Count how many lines in the entries below contain the word "leafy", and reply with that number alone.

-------- DATA ROWS

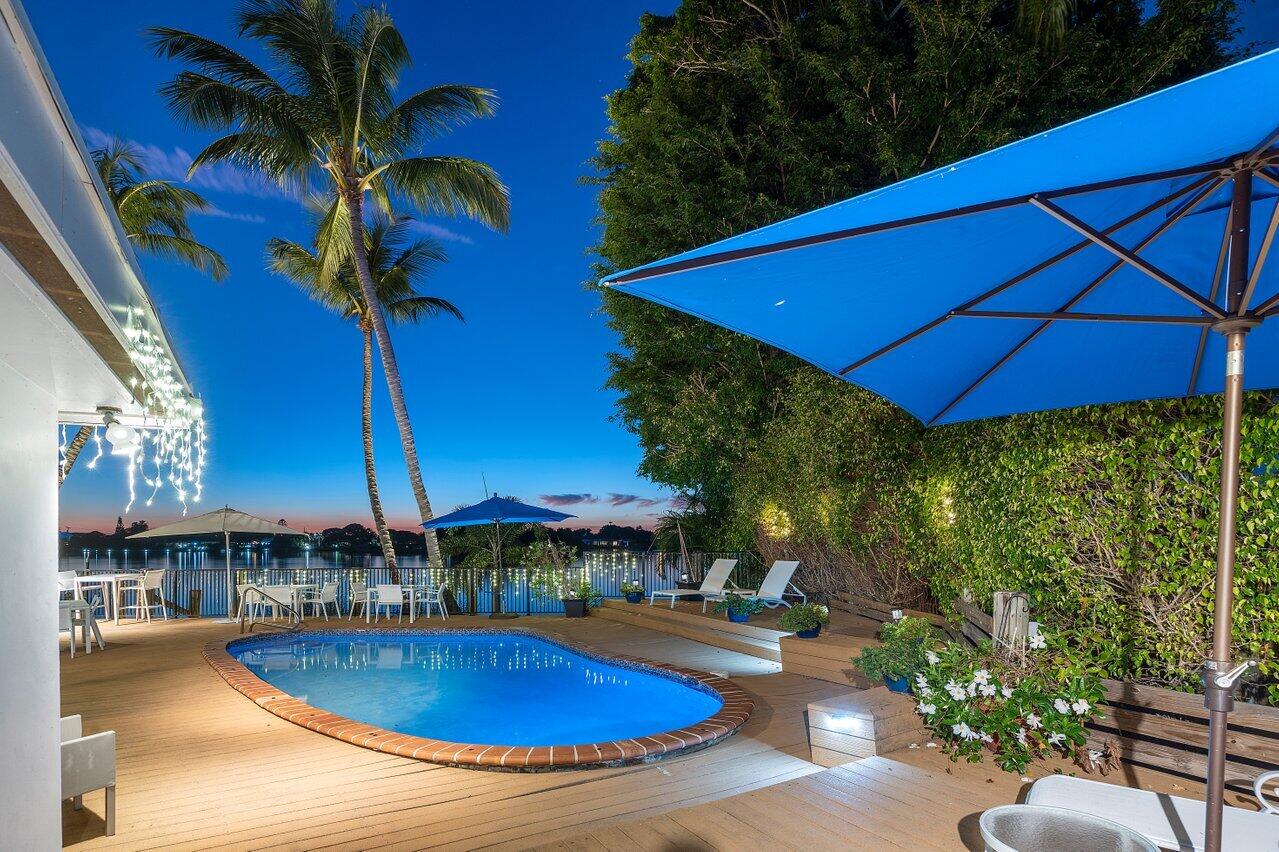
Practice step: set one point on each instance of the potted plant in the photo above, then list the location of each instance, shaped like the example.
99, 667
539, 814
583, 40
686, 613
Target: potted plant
633, 591
739, 609
805, 619
901, 653
580, 598
1018, 705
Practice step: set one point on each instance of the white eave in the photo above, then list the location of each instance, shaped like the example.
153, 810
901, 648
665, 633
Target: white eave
58, 227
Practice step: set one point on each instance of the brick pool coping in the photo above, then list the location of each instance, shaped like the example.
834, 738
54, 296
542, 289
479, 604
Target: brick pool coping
724, 723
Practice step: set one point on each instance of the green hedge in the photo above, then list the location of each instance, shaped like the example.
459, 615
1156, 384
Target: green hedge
1106, 517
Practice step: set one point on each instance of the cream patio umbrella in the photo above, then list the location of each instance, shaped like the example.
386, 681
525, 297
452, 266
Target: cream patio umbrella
224, 521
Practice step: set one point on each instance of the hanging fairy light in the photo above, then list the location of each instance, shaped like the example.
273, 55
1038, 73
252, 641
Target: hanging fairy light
169, 447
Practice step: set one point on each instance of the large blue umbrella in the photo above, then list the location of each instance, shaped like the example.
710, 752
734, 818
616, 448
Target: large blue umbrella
496, 511
1118, 257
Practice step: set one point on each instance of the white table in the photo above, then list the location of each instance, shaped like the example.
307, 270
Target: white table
411, 595
110, 603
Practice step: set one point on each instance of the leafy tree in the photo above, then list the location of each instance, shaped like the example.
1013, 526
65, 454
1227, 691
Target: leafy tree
330, 118
395, 265
738, 114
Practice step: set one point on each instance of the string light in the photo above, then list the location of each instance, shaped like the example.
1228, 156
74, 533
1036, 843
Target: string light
173, 421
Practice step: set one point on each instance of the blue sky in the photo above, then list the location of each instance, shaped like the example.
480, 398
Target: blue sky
514, 394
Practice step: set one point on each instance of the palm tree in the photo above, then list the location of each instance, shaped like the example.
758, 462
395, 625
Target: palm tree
395, 264
154, 213
330, 117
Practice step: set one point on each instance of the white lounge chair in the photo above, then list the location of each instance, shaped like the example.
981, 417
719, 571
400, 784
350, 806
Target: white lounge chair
88, 764
774, 590
713, 583
1168, 821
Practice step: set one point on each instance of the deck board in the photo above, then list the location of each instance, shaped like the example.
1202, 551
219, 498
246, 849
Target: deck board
201, 766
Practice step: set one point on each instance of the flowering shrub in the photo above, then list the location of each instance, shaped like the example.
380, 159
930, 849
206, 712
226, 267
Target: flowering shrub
1018, 705
803, 617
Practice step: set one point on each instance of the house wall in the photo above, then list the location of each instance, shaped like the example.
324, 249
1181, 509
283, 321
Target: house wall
30, 761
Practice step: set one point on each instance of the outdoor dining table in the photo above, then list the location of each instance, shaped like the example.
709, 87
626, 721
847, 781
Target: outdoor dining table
411, 594
111, 601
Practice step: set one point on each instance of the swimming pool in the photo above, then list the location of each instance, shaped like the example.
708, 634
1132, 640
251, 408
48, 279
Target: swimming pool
487, 697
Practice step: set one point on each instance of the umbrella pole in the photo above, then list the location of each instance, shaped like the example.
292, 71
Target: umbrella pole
1219, 697
1218, 678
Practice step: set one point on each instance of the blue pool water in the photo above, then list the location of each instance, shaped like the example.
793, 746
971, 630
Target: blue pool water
487, 688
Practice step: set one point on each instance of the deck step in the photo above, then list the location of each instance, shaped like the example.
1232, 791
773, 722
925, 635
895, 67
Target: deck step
746, 639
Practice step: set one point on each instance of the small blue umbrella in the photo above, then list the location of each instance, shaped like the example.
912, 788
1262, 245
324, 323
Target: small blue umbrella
1118, 257
496, 511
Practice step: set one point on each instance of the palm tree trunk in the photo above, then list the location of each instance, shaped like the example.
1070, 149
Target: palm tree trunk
375, 500
73, 453
390, 370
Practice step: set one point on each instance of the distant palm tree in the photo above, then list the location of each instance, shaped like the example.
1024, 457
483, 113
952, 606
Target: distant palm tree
154, 215
395, 265
152, 211
330, 117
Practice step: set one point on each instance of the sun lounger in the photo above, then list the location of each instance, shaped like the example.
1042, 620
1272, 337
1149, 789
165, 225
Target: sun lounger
713, 583
774, 589
1168, 821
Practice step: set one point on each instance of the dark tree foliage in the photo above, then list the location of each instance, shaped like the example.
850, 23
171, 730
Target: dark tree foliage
741, 113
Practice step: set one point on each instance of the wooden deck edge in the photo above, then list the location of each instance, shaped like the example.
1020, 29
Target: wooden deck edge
728, 719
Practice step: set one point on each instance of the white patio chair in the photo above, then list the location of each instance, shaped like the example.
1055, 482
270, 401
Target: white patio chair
88, 764
358, 598
326, 596
434, 596
141, 587
386, 595
774, 590
67, 583
1168, 821
713, 583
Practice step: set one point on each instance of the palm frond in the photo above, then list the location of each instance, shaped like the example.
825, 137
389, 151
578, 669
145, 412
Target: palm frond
450, 187
183, 250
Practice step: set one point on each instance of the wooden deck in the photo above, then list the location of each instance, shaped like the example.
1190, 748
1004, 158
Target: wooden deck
201, 768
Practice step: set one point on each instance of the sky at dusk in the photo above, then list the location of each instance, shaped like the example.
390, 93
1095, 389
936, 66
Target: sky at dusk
513, 397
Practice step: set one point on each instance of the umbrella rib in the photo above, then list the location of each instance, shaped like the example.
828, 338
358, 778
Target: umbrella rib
1216, 287
1261, 261
1127, 256
848, 233
1078, 297
1034, 270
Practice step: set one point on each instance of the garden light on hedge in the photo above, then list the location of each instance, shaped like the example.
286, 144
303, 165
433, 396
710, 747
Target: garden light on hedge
1115, 259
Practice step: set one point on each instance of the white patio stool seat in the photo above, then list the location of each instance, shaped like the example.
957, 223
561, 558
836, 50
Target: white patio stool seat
1168, 821
88, 764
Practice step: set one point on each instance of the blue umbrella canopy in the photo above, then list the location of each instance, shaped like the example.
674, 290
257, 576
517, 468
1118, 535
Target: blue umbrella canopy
957, 292
496, 509
1114, 259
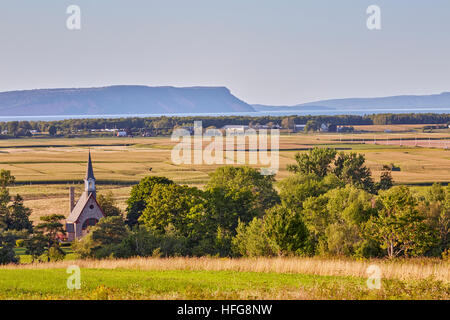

----------------

→ TASK SOLUTION: 2